╭─ Text passage

Jurisdictions on both sides of the Atlantic mandate responsible gambling messages as part of the registration and play processes.
“The best sites will generally have multiple limit setting features – time and money; deposits and losses – a self-exclusion program, responsible gambling education content, and some sort of feedback tool that can give the player information based on a measured level of risk,” Washington State University responsible gaming expert Kahlil Philander says.
Online gaming growth has been accompanied by expansion of online gaming disorder support.
“Research supports the efficacy of online and telemedicine support and treatment,” Professor David Hodgins of University of Calgary’s Addictive Behaviors Lab says.
Macau proxy betting comeback in the cards?
Macau appears unlikely to embrace online casino gaming anytime soon. But with coronavirus likely to stifle travel even after restrictions ease, some observers suggest proxy betting could help reflate gaming revenue. Macau banned proxy betting – giving wagering instructions by phone to a person placing those bets in a casino VIP room – in 2016. Macau’s ban boosted proxy betting in other jurisdictions, especially the Philippines, often adding live streaming for off-site participants.
“Proxy betting is more acceptable, more palatable for the [Macau] government, as opposed to betting online,” 2NT8 Managing Director Alidad Tash says. “It’s turning the switch back on for something they’ve done before.”
Macau’s gaming regulator DICJ tells Inside Asian Gaming it “will listen to any suggestions” to aid the hard-hit local gaming industry, but “due to the risks of gambling through the internet or telephone” consideration proceeds with caution.
“Proxy betting was banned officially in 2016 and the main reason was due to the AML [anti-money laundering] concerns, in particular the identity of the gambler and their origin of funds,” MdME Lawyers Senior Associate Carlos Eduardo Coelho says. “I do not anticipate a comeback of proxy betting.”
Proxy betting supporters employ tortured logic to distinguish it from online gaming and to address compliance issues. They describe proxy bets as being placed legally in a casino, ignoring the actual customer off-premises to avoid acknowledging a remote gaming transaction. Supporters then contend the junket promoter’s relationship with the remote customer satisfies AML concerns, though the casino and regulator must deny there is a remote customer.

╰─
╭─ Provided records

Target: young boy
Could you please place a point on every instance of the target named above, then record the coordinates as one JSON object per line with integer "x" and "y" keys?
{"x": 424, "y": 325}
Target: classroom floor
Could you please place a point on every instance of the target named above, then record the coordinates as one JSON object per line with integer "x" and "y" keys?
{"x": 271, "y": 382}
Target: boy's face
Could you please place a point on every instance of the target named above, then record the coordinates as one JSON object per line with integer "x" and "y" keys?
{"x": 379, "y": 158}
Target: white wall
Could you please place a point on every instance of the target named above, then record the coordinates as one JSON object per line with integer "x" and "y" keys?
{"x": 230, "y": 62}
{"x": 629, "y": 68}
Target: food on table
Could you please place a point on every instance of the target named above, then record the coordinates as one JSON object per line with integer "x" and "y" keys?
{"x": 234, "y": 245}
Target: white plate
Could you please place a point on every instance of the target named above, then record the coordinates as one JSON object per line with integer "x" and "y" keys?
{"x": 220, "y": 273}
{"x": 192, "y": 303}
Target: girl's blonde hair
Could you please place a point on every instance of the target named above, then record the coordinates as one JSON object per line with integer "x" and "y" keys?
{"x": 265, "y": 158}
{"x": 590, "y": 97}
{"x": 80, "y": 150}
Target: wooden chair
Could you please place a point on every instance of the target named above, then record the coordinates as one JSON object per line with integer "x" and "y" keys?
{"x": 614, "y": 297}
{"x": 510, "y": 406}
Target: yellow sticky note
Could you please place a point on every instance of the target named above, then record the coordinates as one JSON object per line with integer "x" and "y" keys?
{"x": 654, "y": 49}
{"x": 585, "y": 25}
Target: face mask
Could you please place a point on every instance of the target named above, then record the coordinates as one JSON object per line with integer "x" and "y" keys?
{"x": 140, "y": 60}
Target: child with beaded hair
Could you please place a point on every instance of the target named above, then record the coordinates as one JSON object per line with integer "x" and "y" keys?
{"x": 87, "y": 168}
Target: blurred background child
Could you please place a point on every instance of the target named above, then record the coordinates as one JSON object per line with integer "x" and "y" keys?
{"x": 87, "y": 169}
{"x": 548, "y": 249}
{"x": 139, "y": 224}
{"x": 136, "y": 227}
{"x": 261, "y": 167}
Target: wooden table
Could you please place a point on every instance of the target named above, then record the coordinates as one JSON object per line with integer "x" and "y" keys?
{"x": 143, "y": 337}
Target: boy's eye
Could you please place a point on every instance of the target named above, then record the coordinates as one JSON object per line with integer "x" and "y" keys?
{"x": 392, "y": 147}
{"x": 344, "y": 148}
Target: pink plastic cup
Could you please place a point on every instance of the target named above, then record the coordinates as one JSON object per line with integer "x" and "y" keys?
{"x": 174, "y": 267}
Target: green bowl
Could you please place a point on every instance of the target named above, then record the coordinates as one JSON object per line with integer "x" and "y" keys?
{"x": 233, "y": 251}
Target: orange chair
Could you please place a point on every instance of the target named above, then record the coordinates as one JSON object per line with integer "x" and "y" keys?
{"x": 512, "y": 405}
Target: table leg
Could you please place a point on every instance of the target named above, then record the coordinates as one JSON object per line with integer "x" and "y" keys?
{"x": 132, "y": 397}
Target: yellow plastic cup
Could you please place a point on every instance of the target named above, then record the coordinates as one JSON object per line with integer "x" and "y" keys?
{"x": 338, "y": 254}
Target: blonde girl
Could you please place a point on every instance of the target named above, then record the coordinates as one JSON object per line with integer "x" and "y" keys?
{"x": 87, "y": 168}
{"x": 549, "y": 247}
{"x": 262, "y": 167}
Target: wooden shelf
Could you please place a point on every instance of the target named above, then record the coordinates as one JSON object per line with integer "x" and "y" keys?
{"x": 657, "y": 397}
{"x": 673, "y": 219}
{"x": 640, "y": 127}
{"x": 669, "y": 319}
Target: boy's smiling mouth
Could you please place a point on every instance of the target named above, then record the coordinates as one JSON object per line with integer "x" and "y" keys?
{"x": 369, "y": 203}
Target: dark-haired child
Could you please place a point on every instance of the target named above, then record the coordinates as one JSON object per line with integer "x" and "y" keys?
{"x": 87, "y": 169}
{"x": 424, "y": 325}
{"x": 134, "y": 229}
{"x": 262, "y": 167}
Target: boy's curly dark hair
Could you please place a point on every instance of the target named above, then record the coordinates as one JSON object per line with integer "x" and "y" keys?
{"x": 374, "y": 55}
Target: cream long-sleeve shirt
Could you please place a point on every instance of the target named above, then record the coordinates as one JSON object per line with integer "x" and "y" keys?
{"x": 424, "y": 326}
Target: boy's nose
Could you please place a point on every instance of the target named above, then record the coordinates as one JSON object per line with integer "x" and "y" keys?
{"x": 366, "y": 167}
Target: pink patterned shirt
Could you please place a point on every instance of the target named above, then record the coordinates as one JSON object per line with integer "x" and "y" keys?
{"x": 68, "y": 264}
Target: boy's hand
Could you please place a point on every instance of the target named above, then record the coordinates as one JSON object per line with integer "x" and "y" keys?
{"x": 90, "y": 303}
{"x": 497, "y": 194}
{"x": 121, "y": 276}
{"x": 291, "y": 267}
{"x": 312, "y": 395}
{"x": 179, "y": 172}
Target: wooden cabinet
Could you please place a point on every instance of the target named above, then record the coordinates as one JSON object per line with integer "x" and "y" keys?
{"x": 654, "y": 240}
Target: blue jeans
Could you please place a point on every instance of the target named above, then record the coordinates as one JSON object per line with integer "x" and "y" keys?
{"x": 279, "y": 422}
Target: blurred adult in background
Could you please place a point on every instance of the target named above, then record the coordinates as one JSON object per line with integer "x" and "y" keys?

╰─

▶ **What you need to do**
1 – Output the gambling regulation passage word for word, starting with "Jurisdictions on both" and going on through "Behaviors Lab says.".
2 – Render this sentence from the gambling regulation passage in Spanish: "Online gaming growth has been accompanied by expansion of online gaming disorder support."
3 – Write the next part of the gambling regulation passage, picking up after its final sentence.

▶ **Responses by task**
1 –
Jurisdictions on both sides of the Atlantic mandate responsible gambling messages as part of the registration and play processes.
“The best sites will generally have multiple limit setting features – time and money; deposits and losses – a self-exclusion program, responsible gambling education content, and some sort of feedback tool that can give the player information based on a measured level of risk,” Washington State University responsible gaming expert Kahlil Philander says.
Online gaming growth has been accompanied by expansion of online gaming disorder support.
“Research supports the efficacy of online and telemedicine support and treatment,” Professor David Hodgins of University of Calgary’s Addictive Behaviors Lab says.

2 – El crecimiento del juego en línea ha ido acompañado de una ampliación del apoyo para el trastorno del juego en línea.

3 –
“Proxy betting in casinos is designed to have players unknown to the casino betting in the casino,” Spectrum Gaming Group Managing Director Fred Gushin says. The former New Jersey regulator dismisses arguments distinguishing proxy betting from online gaming as creating “a distinction without a difference.”
One substantive difference between proxy betting and online gaming is the target player.
“Junket customers have the wherewithal to participate in proxy gambling. They have large credit lines and have demonstrated their worth from past trips to VIP rooms,” Klebanow Consulting Principal Andrew Klebanow says. “Online gaming targets low-end, mass market players.”
Beyond proxy betting, Macau may have a tool to enhance gaming revenue while promoting social distancing. Technology can enable gaming away from tables and machines within the casino premises, using either a device issued by the casino or an app loaded onto a player’s device. With the app, dozens of players can use the same table without being crowded around it. Casinos could allow remote players to sit at empty tables, or as FootballBet.com’s David Leppo suggests, in lounges with F&B service.
Attorney Coelho cites Macau administrative regulations that allow mobile gaming with approved devices within casino premises and give the government wide latitude to designate what constitutes “casino premises.”
By imposing the same entry regulations as the casino floor, including no one under the age of 21, and other required controls, a restaurant or even a hotel wing could be designated as casino premises for mobile gaming.